What you need to do:
Repeat, word for word, the stretch of entries from the line containing "Where can the wet" through the line containing "Target: wet shaggy fur".

The input:
** Start **
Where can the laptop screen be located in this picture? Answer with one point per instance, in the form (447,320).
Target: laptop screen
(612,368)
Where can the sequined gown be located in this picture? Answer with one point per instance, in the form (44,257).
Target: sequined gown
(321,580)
** End **
** Start **
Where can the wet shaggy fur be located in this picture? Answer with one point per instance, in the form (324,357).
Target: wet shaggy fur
** End **
** Start **
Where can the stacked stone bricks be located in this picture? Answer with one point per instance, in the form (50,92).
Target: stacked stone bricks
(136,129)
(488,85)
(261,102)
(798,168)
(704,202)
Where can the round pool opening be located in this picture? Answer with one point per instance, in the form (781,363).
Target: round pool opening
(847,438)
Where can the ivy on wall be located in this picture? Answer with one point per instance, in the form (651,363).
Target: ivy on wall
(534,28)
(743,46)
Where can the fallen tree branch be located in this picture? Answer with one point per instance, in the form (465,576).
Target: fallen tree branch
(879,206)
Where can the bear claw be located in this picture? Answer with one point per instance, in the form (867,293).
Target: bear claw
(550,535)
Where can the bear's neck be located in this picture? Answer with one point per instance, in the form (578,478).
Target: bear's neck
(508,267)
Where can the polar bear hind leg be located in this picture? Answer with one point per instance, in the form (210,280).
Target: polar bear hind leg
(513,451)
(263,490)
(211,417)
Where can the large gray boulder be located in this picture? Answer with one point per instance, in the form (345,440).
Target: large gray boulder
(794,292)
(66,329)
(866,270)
** End **
Task result:
Where can the wet shaggy fur be located in this picture? Answer with one point per instance, in the form (324,357).
Target: wet shaggy fur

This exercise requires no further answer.